→ Dataset records

-- START --

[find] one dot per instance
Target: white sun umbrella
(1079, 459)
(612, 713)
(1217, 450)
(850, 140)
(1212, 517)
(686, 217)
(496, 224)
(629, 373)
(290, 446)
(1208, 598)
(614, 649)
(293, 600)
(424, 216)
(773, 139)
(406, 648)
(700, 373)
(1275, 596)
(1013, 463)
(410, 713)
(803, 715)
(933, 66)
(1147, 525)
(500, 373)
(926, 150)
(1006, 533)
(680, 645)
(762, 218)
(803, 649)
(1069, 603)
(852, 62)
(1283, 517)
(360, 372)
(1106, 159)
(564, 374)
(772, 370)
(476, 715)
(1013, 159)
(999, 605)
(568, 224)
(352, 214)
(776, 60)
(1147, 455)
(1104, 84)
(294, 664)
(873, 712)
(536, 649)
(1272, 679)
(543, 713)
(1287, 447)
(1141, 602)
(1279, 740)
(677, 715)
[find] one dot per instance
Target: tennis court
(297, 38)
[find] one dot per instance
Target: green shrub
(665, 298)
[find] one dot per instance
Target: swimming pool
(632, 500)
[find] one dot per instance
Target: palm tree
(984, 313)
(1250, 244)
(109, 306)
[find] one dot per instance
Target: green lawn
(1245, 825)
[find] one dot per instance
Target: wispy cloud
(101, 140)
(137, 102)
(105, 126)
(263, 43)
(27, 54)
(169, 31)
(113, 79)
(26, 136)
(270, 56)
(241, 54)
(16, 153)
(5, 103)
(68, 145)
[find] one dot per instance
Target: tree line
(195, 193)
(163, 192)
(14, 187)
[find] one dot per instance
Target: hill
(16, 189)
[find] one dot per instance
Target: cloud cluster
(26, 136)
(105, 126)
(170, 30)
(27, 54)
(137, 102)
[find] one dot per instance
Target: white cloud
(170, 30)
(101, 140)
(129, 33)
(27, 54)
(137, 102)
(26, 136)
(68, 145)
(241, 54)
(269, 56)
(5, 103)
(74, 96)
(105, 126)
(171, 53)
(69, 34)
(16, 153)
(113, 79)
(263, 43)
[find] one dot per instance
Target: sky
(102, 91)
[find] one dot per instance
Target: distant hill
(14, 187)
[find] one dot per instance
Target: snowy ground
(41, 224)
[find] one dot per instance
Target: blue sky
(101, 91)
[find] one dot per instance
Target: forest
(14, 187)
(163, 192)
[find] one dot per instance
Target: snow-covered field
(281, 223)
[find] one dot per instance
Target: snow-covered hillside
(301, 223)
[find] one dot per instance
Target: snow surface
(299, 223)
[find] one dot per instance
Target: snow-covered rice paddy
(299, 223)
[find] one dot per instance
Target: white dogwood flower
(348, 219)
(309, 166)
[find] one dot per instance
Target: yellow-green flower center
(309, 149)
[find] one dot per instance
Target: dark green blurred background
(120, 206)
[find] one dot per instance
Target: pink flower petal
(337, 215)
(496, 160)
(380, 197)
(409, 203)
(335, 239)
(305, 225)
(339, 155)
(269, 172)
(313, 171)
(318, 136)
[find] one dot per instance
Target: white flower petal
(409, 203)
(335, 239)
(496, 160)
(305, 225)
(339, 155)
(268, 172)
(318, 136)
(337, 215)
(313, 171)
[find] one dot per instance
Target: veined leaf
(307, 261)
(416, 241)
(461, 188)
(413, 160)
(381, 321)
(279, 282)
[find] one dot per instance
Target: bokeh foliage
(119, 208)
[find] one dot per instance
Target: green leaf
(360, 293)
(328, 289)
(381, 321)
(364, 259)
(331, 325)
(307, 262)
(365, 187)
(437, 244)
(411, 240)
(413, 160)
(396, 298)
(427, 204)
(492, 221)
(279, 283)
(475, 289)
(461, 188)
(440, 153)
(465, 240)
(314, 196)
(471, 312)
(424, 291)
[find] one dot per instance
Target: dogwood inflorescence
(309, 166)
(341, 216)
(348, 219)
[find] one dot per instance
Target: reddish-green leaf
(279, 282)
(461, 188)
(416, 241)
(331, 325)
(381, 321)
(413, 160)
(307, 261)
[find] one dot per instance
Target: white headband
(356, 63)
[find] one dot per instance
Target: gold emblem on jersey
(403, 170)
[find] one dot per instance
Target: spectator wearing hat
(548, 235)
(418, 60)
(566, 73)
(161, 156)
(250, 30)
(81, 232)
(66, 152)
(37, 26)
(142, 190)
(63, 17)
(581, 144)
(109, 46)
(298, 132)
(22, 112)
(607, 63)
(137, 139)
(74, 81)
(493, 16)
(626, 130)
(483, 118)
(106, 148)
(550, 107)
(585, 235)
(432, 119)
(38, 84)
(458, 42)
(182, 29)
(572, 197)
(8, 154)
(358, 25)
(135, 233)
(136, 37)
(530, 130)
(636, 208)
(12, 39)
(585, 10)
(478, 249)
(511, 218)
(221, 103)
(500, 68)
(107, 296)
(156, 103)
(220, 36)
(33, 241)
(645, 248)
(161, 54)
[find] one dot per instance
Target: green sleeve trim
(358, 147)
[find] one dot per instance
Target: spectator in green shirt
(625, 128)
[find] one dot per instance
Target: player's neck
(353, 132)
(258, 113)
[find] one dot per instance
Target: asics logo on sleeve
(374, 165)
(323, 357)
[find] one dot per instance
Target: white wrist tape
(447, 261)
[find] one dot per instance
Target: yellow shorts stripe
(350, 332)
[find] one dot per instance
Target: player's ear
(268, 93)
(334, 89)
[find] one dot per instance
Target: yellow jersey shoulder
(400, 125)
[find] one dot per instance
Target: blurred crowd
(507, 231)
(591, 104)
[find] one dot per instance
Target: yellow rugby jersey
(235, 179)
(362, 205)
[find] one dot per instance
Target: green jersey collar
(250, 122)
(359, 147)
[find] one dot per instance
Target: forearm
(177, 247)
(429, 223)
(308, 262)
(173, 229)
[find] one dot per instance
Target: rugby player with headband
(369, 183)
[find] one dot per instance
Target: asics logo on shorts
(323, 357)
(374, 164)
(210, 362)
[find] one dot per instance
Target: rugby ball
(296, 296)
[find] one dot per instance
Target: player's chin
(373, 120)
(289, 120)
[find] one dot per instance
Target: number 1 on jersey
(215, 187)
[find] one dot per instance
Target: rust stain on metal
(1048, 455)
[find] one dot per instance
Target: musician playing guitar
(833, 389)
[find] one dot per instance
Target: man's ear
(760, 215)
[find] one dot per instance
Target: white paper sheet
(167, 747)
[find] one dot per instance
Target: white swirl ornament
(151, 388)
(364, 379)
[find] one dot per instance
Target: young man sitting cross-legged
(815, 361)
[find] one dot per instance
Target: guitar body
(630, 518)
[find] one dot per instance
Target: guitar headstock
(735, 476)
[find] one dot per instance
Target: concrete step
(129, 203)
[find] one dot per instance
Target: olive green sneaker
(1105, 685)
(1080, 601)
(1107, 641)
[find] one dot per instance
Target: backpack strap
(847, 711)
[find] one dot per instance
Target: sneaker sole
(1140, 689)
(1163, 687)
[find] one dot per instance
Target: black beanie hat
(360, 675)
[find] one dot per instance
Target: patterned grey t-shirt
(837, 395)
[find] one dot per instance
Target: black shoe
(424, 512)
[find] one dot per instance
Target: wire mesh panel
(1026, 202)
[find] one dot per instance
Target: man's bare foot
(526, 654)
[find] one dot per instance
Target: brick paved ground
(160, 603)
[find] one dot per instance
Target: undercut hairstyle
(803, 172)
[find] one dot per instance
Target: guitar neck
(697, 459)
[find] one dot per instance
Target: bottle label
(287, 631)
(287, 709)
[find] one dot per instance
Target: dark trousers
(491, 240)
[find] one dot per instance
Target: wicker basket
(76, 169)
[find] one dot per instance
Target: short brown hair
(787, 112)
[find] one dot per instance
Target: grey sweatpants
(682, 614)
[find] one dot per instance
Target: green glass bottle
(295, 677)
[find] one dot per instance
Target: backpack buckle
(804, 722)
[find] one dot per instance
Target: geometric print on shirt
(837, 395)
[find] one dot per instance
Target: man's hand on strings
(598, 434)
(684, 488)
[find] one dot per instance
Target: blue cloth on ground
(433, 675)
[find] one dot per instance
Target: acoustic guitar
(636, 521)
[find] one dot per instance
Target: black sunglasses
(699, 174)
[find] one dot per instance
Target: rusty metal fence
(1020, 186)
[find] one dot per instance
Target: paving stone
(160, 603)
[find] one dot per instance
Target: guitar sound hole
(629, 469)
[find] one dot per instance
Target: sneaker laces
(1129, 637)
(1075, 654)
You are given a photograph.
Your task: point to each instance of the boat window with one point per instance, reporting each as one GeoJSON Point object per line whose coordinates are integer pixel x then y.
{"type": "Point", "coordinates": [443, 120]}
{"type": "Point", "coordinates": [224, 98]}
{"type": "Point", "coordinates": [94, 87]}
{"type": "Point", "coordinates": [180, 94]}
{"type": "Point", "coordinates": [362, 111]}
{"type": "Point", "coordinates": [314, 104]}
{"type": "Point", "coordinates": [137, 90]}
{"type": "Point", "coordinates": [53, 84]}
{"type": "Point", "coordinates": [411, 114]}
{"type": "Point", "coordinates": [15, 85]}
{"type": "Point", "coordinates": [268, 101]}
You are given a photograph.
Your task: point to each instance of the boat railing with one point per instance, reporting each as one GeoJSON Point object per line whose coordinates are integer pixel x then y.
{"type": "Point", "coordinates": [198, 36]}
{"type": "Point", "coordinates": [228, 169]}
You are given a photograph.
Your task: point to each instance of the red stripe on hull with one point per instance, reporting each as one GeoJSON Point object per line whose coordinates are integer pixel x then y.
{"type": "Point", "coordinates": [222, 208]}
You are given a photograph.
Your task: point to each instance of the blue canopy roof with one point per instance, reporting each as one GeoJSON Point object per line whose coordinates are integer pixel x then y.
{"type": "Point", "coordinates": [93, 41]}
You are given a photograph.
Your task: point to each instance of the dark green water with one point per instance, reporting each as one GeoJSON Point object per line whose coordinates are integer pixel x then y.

-- END --

→ Exercise description
Count the lines in the rows above that contain the word "neck", treating uppercase and lowercase as different, and give only the number.

→ Exercise response
2